(Extracted text Opens)

[KTH] – With air traffic reduced to a shadow of its pre-pandemic levels, Stockholm’s international airport has become a lab of sorts, allowing researchers to collect unprecedented data about noise pollution.
A research team from KTH Royal Institute of Technology has placed dummies fitted with in-ear microphones to capture binaural recordings of two Airbus A321 aircraft operated by Novair at Stockholm Arlanda Airport, as they perform variations on landing procedures.
At the same time, 30 other solar-powered sound level meters are strategically located around the airfield, making their own recordings, while researchers collect data from the plane’s black box. The merging of data from both sources promises a richer level of information about noise at airports – one which may influence sound pollution mitigation policies and perhaps even aircraft engineering.
The greatest pain point for those living around airports are landings because approaches take place at lower altitudes for a longer period of time than take-offs, says Mats Åbom, professor of technical acoustics at KTH and deputy director of the Center for Sustainable Aviation at the university. The results from the study may help inform consideration of operating procedures aimed at reducing noise on the ground.
“One thing we have studied is the steeper approach.In other words, to fly in at a higher angle, so that the plane at a certain distance is at a higher altitude. That reduces noise on the ground.” The pandemic has created a unique situation where researchers can isolate a single plane and accurately account for all the sources of sound during the various stages of take-off and approach, Åbom says. “Before the pandemic, there were many aircraft in the air at the same time,” he says. “Getting good data was difficult, because it requires measuring the sound from a single plane at a time.”

(Extracted text Closes)

Problem to work on:
From the article on noise research at Stockholm Arlanda Airport, list every source the researchers use to collect data on the planes.

(Dataset extract Opens)

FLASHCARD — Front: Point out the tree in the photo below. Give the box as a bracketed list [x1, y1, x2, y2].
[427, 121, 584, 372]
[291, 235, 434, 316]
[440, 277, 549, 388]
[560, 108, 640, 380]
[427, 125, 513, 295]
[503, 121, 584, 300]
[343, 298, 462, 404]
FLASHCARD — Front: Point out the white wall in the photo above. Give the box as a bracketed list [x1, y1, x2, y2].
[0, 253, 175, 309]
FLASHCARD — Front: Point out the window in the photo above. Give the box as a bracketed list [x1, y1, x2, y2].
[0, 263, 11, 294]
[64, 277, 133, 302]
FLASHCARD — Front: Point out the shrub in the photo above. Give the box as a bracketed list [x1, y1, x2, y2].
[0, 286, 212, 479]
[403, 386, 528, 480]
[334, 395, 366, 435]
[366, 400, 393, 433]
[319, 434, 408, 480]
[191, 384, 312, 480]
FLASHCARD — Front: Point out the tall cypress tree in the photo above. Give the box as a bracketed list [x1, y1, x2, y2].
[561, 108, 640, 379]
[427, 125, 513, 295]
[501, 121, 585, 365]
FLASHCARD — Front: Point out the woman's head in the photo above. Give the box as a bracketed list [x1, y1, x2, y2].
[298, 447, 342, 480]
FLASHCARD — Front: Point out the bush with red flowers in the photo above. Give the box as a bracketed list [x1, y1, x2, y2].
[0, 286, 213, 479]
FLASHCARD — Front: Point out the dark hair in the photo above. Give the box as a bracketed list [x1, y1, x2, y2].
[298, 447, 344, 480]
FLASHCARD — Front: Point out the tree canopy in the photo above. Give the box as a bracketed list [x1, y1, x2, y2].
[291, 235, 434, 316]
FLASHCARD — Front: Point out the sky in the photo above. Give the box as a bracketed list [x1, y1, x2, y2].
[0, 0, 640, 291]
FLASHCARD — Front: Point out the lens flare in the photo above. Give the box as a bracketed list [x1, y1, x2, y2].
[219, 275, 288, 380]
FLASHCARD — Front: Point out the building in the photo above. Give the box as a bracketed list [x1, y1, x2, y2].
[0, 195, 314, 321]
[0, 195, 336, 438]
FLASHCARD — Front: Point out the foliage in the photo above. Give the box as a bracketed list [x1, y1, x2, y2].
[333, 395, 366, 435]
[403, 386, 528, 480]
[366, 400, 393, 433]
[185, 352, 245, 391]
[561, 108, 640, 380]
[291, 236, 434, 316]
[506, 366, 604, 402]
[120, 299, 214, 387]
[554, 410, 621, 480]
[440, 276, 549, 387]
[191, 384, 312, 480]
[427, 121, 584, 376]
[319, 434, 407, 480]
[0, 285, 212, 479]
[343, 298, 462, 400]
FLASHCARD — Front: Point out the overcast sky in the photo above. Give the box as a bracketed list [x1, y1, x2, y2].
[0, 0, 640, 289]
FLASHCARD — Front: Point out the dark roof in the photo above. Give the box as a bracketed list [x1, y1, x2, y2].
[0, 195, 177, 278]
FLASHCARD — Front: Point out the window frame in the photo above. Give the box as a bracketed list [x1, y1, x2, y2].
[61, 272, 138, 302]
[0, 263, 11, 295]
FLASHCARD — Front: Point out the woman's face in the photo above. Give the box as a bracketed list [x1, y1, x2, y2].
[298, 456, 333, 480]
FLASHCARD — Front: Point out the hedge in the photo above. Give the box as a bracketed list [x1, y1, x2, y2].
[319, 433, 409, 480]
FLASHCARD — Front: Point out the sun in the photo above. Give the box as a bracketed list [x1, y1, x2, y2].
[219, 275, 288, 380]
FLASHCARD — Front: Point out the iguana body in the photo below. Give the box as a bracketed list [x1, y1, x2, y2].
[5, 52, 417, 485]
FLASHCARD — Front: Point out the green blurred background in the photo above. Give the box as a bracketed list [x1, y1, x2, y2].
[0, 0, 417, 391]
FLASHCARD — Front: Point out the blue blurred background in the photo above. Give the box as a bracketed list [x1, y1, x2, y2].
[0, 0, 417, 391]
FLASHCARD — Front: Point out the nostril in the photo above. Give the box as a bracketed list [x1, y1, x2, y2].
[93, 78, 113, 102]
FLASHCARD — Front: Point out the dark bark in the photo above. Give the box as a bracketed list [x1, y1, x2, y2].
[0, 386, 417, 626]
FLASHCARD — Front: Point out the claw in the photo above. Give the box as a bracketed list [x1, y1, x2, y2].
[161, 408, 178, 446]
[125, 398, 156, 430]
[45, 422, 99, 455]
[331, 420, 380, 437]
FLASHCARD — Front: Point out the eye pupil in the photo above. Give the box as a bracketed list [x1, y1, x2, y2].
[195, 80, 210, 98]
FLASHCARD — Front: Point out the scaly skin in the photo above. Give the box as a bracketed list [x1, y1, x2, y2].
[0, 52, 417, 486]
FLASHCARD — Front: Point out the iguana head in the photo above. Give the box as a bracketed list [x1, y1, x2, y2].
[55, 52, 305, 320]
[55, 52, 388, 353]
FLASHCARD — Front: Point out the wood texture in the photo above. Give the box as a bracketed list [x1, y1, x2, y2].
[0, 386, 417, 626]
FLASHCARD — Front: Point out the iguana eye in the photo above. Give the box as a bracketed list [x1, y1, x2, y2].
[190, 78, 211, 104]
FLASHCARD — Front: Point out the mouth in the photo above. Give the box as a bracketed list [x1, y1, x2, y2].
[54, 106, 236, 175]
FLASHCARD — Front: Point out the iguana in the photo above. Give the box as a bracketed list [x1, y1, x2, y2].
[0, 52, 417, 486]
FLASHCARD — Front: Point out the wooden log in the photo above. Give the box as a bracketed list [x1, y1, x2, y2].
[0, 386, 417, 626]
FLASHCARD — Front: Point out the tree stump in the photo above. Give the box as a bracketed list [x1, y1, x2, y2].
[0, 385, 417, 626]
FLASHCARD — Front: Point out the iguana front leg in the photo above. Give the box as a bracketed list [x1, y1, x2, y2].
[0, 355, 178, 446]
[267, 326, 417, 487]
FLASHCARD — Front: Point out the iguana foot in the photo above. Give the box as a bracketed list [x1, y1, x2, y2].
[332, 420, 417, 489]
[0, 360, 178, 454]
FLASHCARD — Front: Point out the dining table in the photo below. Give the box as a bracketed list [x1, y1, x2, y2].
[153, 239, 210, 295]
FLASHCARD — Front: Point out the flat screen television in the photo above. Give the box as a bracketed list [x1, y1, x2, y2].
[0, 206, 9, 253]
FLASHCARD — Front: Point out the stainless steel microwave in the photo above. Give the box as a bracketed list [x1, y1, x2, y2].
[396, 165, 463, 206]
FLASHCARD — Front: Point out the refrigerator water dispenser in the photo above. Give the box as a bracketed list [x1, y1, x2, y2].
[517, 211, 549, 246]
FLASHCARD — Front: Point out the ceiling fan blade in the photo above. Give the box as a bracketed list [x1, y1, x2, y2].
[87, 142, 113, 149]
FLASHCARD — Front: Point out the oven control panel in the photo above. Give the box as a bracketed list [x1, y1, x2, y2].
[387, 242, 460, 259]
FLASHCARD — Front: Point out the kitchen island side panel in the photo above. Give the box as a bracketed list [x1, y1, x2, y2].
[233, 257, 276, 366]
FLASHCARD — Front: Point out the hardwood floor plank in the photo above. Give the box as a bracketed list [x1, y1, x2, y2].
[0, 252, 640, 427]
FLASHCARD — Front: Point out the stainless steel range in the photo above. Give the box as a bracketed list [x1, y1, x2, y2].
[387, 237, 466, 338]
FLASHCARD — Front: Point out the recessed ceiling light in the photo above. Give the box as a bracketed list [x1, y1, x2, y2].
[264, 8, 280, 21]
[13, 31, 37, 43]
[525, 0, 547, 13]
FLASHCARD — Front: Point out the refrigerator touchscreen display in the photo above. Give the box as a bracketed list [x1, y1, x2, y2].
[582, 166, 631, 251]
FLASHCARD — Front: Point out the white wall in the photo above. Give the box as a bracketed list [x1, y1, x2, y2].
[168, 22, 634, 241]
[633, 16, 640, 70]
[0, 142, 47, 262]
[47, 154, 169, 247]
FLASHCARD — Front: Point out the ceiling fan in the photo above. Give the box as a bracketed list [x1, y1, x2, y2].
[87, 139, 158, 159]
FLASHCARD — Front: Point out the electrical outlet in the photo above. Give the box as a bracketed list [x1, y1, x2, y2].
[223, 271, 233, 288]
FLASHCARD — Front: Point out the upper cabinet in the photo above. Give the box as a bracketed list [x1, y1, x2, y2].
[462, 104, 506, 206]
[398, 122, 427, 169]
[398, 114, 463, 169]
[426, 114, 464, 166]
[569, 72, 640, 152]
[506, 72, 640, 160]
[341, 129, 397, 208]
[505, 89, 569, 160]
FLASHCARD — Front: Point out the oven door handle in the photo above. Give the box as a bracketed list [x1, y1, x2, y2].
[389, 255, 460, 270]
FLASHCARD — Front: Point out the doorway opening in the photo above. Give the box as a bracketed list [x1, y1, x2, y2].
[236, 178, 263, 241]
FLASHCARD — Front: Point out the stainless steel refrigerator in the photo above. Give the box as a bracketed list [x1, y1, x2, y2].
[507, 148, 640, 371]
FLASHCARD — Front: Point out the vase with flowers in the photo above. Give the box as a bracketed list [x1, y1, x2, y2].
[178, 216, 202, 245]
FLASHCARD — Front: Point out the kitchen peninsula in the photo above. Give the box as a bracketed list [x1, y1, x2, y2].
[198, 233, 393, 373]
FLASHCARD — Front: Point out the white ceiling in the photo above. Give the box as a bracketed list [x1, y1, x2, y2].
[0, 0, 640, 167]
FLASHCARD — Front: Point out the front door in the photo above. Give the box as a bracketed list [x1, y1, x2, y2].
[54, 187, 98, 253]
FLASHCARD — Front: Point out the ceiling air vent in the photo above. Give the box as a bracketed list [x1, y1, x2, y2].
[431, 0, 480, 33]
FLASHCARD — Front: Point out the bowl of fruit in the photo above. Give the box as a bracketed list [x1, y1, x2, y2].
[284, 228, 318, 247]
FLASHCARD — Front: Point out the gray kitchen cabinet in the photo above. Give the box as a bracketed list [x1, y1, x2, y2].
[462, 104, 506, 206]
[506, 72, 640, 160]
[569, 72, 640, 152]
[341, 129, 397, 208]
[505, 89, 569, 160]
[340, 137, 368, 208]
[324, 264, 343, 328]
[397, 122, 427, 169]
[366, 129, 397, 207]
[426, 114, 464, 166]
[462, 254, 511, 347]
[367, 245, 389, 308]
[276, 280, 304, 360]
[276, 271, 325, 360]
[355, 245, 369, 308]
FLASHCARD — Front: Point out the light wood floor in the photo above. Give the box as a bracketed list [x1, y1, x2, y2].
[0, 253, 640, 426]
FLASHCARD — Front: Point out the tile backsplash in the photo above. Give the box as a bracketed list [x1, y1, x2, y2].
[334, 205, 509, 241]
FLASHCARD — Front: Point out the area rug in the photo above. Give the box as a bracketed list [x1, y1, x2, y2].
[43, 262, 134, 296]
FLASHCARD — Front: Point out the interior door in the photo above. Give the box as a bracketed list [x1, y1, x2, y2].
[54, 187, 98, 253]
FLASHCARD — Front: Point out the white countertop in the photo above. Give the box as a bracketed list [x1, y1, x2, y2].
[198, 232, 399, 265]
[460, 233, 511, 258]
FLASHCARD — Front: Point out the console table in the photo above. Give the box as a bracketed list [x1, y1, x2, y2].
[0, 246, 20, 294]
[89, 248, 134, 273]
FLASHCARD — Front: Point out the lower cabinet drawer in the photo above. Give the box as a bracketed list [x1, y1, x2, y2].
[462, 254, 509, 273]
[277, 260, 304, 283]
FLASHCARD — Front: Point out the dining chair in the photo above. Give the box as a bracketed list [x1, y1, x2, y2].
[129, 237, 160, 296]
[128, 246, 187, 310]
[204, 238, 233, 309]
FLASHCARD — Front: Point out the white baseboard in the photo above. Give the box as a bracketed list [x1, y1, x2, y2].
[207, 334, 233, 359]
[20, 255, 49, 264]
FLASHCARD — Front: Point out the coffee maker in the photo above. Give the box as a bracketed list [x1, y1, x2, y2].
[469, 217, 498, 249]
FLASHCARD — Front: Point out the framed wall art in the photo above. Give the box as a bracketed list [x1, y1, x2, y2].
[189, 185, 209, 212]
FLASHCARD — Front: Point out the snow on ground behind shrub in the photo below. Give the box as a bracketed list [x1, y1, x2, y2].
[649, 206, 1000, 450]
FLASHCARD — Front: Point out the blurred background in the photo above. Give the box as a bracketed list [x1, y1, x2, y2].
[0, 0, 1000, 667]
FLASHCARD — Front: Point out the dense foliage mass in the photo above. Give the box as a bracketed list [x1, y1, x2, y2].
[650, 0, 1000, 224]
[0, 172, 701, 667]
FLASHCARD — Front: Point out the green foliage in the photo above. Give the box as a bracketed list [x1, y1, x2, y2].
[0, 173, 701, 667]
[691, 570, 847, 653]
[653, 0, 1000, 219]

(Dataset extract Closes)

Reply:
- Dummies fitted with in-ear microphones that capture binaural recordings
- 30 solar-powered sound level meters placed around the airfield
- The plane's black box